SELECTED EXCERPT:
- - -
The following implements your own class Timedelta: 

class Timedelta(object):
    def __init__(self, td):
        self._td = td

        def _calc(s, f):
            _s = int(s % f)
            return _s, int(s / f)

        s, self.hours = _calc(self._td.seconds, (60 * 60))
        self.seconds, self.minutes = _calc(s, 60)

    def __str__(self):
        r = ""
        for v in [('Days', self._td.days), ('Hours', self.hours), ('Minutes', self.minutes), ('Seconds', self.seconds)]:
            if v[1] != 0:
                lingua = v[0]
                if v[1] == 1: lingua = v[0][:-1]
                r += "{} {} ".format(v[1], lingua)
- - -
STORED ROWS:
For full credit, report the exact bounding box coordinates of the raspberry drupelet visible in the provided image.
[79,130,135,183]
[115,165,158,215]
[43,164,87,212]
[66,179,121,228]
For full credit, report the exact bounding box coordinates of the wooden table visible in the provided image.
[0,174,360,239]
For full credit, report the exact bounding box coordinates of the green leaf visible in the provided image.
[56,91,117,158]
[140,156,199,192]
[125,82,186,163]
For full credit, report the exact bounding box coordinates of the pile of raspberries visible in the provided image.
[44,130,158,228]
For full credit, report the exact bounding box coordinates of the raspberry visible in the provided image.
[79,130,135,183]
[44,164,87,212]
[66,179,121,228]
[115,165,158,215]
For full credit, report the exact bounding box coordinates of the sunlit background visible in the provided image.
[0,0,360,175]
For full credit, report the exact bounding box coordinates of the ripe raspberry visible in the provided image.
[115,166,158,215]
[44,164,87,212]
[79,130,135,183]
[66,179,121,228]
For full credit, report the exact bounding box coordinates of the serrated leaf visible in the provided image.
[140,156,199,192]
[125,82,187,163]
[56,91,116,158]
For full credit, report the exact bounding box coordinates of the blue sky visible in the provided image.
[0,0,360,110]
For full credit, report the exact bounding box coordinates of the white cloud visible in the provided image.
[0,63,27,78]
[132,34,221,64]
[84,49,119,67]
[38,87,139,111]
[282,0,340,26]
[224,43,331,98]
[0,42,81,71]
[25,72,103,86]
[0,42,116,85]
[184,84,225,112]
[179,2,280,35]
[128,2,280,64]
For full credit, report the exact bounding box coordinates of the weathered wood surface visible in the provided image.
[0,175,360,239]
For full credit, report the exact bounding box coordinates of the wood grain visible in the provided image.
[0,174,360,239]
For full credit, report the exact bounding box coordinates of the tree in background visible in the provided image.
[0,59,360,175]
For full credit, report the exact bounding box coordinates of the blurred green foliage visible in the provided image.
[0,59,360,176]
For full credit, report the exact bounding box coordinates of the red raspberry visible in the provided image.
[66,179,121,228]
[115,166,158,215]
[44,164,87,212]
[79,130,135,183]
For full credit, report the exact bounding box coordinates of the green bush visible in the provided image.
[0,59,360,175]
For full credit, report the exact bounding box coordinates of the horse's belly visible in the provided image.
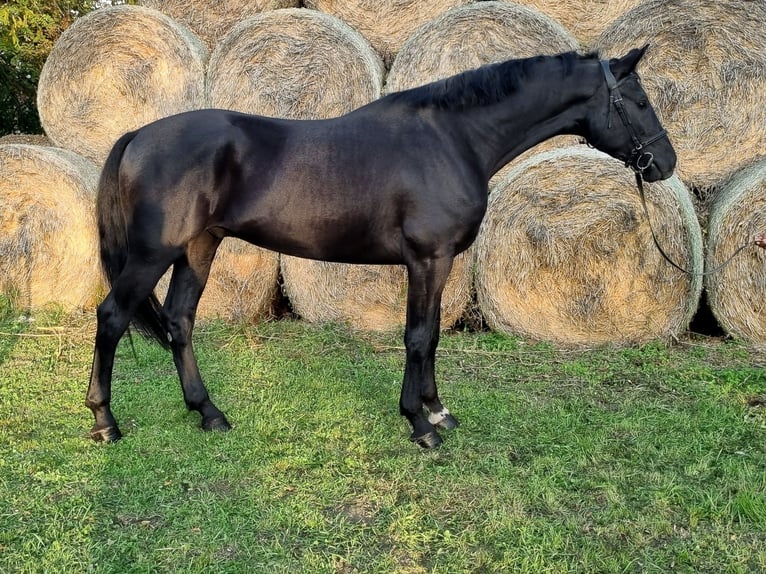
[231,214,402,265]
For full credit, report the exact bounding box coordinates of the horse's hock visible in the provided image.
[476,146,702,345]
[705,157,766,347]
[0,144,103,310]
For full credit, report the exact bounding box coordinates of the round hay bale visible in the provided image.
[207,8,383,119]
[595,0,766,191]
[475,146,702,345]
[516,0,643,46]
[156,237,279,323]
[705,157,766,347]
[304,0,473,65]
[282,252,471,331]
[386,2,577,181]
[141,0,300,50]
[0,144,103,311]
[37,6,207,165]
[0,134,53,146]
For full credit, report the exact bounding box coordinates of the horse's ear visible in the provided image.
[609,44,649,81]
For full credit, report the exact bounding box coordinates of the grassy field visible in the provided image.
[0,313,766,574]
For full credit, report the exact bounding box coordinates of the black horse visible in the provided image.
[86,47,676,447]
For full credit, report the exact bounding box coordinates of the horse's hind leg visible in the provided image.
[399,257,458,448]
[164,232,231,430]
[85,261,176,442]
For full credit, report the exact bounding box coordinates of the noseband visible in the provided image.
[601,60,668,174]
[601,60,759,276]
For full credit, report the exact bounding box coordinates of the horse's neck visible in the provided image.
[466,62,594,179]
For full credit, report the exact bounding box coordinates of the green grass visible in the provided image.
[0,311,766,574]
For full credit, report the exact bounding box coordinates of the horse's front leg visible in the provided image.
[85,262,167,442]
[399,257,458,448]
[164,233,231,431]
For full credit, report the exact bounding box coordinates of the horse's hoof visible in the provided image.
[436,413,460,430]
[410,431,444,448]
[202,415,231,431]
[90,427,122,442]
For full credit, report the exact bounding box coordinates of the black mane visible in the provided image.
[388,52,599,110]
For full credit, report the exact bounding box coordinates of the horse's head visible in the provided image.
[586,45,676,181]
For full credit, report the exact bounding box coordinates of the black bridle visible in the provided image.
[601,60,668,174]
[601,60,759,275]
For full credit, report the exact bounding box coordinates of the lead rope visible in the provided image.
[634,171,766,276]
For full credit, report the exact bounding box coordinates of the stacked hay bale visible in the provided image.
[515,0,643,46]
[0,144,102,310]
[476,146,702,345]
[386,2,577,181]
[37,6,207,165]
[595,0,766,195]
[304,0,473,66]
[207,8,383,119]
[141,0,300,51]
[705,157,766,347]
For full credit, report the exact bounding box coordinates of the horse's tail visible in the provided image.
[96,132,170,348]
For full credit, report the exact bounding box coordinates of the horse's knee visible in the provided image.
[164,315,194,347]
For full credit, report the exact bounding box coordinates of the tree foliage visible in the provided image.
[0,0,133,135]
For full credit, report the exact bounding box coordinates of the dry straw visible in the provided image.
[141,0,300,50]
[37,6,207,165]
[476,146,702,345]
[208,8,383,119]
[596,0,766,194]
[0,144,102,310]
[304,0,473,65]
[705,157,766,347]
[516,0,643,46]
[386,2,577,179]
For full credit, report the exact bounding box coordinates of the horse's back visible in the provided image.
[115,104,482,263]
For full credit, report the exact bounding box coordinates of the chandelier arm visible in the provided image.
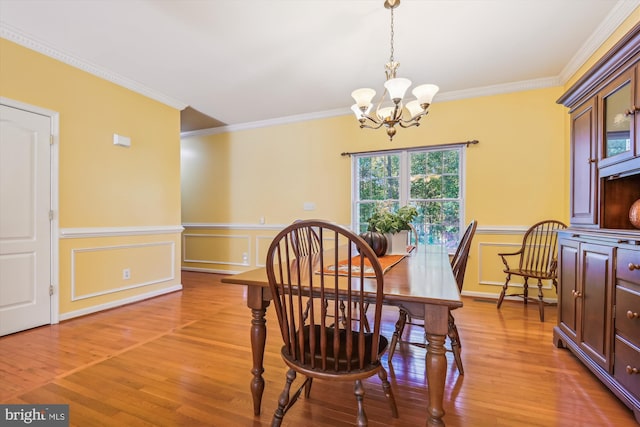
[362,113,382,125]
[400,111,429,123]
[360,122,384,129]
[398,120,420,129]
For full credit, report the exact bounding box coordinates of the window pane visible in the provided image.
[354,148,463,252]
[427,151,443,174]
[442,150,460,175]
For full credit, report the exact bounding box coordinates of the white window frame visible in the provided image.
[351,145,466,249]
- - -
WORK TO DO:
1 > Do these statements agree with the Timedelta class code above? For each, answer yes or no and quote the exact deciding words from the code.
(a) The constructor stores its td argument in an attribute named _td.
(b) The hours are computed from self._td.days.
(c) When a unit's value is 1, the last character is removed from its name.
2 > In the Timedelta class code, which number is passed to _calc as the divisor when the minutes are worked out?
3 > Continue the Timedelta class code, starting after its last line.

SOLVED TASKS:
1 >
(a) Yes: "self._td = td"
(b) No: "s, self.hours = _calc(self._td.seconds, (60 * 60))"
(c) Yes: "if v[1] == 1: lingua = v[0][:-1]"

2 > 60

3 >
        return  r

    def __repr__(self):
        return "({}) Days:{} Hours:{} Minutes:{} Seconds:{}"\
            .format((self._td.seconds), self._td.days, self.hours, self.minutes, self.seconds)

Usage: 

date1 = dt.datetime(2018, 9, 17, hour=18, minute=23, second=0)
date2 = dt.datetime(2018, 9, 17, hour=22, minute=23, second=10)
dtt = date2 - date1
print("dtt:{}".format(dtt))

tdelta = Timedelta(date2 - date1)
print("Timedelta::\__repr\__: {}".format(tdelta.__repr__()))
print("Timedelta::\__str\__: {}".format(tdelta))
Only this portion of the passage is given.